Excerpt
This is an update of Maury‘s update of fern‘s post.
While we attempt to provide as much relevant and up-to-date information as possible please do not make decisions based on what you read here. All the most correct and comprehensive information will be found on Wesleyan’s Financial aid website. This article should only be used as a map to understand and point you towards relevant financial aid information. If you have any questions about financial aid contact the financial aid office using the contact information on their website.
This is part of our 2021 Unofficial Orientation Series. A quick reminder that you can check out the welcome post here and past years’ series here.
With a price tag of $85,202 for first years, $84,902 for sophomores and $85,628 for upperclassmen, there is no doubt that financial aid is a massive topic. In this article, we’ll try to spell out as much as possible and leave the relevant links so that you can have some understanding of how to go about making sense of financial aid.
Hopefully, you already know most of the stuff we’ll tell you here, especially given that the finaid deadlines have passed for this year. However, I’ll lay it for future reference.
It’s worth noting that financial aid is completely need-based, the office does not offer any merit scholarships. That being said, Wesleyan offers the Hamilton Prize in which new students can submit a piece of writing (“fiction, poetry, creative nonfiction, or other creative written expression” as the website says). The grand prize winner is granted a 4-year full-tuition scholarship and in each of the other categories (out of prose, poetry/song, screenplay/playwriting) an honorable mention is chosen to win a $5,000 stipend. Wesleyan also offers the Freeman Asian Scholarship Program which offers a merit-based full-tuition scholarship to one student from each of the following countries: People’s Republic of China, Hong Kong, Indonesia, Japan, Malaysia, the Philippines, Singapore, South Korea, Taiwan, Thailand, and Vietnam.
If you’re looking to find an estimate of how much Wesleyan will expect you to pay they offer a handy calculator. In the most basic sense financial aid is calculated by what is called “demonstrated need”. What that boils down to is (cost of attendance) – (the amount of money Wesleyan/the government think you can afford to pay).
The first thing you need to do is apply for financial aid. The process and deadlines change depending on who you are (i.e. a first-year student, a first-year international student, gap-year, returning student, etc.). You’ll find all the most up to date information on how to apply depending on who you are on Wesleyan’s financial aid website.

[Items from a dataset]

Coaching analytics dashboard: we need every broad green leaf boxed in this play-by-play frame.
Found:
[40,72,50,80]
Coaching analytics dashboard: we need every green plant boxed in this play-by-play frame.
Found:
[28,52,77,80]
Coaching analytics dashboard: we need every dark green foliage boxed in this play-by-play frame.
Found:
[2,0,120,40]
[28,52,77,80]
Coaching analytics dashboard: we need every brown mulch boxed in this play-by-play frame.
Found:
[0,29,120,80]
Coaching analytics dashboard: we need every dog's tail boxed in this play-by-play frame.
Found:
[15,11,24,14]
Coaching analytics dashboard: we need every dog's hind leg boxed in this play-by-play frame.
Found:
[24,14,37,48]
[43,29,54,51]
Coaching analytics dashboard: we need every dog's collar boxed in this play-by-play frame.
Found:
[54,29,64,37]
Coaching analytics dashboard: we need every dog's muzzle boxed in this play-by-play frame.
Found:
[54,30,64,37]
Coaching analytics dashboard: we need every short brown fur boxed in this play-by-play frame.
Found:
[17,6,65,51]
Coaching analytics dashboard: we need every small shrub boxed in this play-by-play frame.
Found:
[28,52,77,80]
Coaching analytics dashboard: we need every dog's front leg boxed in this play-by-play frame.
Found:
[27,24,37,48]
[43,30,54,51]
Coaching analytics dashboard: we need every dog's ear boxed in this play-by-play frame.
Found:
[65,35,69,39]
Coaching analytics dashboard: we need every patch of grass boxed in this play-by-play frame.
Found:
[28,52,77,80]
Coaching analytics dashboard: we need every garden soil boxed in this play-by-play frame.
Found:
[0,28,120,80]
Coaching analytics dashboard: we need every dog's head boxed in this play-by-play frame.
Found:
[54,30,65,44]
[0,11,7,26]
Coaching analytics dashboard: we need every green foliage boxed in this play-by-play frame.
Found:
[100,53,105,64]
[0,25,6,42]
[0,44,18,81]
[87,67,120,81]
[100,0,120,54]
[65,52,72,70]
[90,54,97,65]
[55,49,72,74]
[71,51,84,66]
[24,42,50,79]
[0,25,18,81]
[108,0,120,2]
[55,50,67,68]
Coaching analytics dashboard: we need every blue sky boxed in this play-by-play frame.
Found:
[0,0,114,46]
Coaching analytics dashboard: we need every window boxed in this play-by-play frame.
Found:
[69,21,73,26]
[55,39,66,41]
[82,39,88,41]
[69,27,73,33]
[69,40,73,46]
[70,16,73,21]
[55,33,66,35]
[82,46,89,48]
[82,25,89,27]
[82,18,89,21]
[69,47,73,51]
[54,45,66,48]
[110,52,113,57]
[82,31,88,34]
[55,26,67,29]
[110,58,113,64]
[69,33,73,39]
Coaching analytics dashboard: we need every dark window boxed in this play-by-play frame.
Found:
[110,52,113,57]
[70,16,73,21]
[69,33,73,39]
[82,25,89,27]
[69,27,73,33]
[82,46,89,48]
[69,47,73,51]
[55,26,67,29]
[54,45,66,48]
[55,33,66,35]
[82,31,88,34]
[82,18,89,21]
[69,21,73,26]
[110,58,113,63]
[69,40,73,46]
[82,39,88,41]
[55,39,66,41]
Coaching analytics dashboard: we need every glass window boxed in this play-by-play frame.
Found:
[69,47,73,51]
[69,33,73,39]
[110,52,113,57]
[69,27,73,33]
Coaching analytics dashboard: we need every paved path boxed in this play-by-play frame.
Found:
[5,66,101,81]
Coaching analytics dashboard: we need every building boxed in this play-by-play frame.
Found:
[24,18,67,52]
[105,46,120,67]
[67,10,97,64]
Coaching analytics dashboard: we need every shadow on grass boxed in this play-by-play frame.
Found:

Directions for this task
Reproduce the financial aid article word for word from "This is part" up to and including "for future reference.".

Solved problem
This is part of our 2021 Unofficial Orientation Series. A quick reminder that you can check out the welcome post here and past years’ series here.
With a price tag of $85,202 for first years, $84,902 for sophomores and $85,628 for upperclassmen, there is no doubt that financial aid is a massive topic. In this article, we’ll try to spell out as much as possible and leave the relevant links so that you can have some understanding of how to go about making sense of financial aid.
Hopefully, you already know most of the stuff we’ll tell you here, especially given that the finaid deadlines have passed for this year. However, I’ll lay it for future reference.